** What the task asks **
Give each line of the records again exactly and omit every picture.

(Point-per-instance localization data)
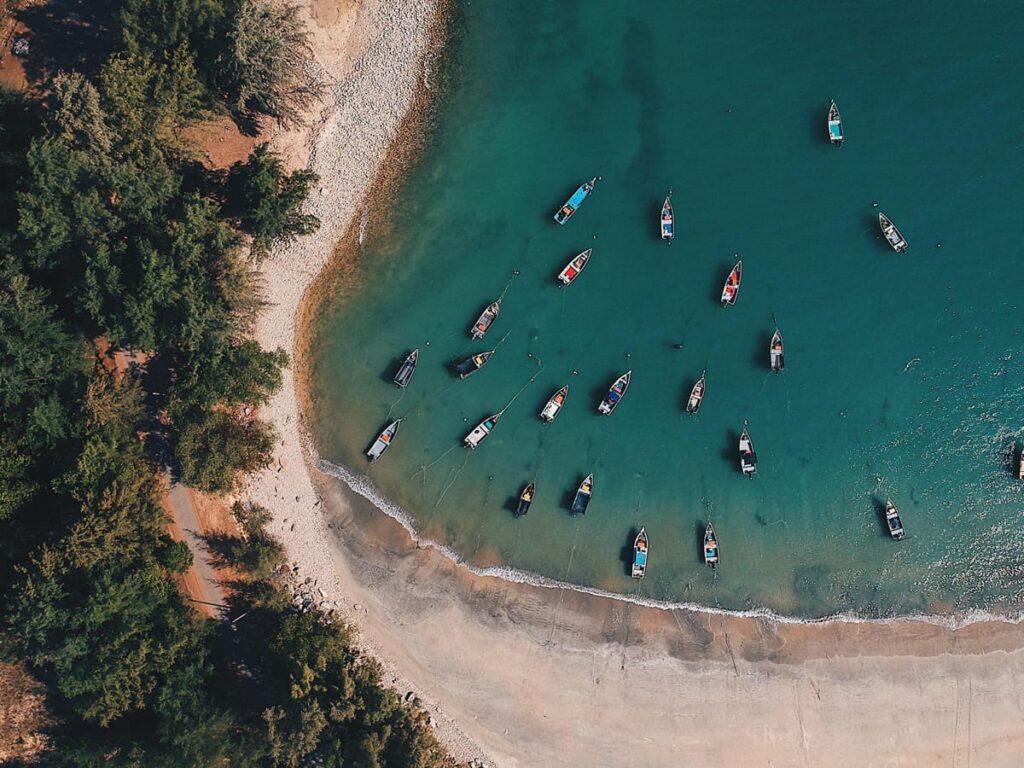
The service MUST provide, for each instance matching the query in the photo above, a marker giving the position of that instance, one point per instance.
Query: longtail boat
(407, 369)
(479, 433)
(893, 236)
(730, 291)
(383, 441)
(525, 499)
(835, 125)
(615, 393)
(640, 554)
(582, 499)
(711, 546)
(668, 227)
(748, 457)
(776, 352)
(472, 364)
(572, 269)
(893, 522)
(696, 394)
(571, 205)
(486, 318)
(555, 403)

** Written answer **
The service MUST provide, for each instance matching the query in the photo above, a marker giving the position of that instance, one point per instance.
Query: longtail boat
(407, 369)
(479, 433)
(893, 236)
(730, 291)
(383, 441)
(525, 499)
(835, 125)
(615, 393)
(640, 554)
(582, 499)
(711, 546)
(668, 227)
(748, 457)
(776, 352)
(472, 364)
(572, 269)
(893, 522)
(696, 394)
(571, 205)
(486, 318)
(555, 403)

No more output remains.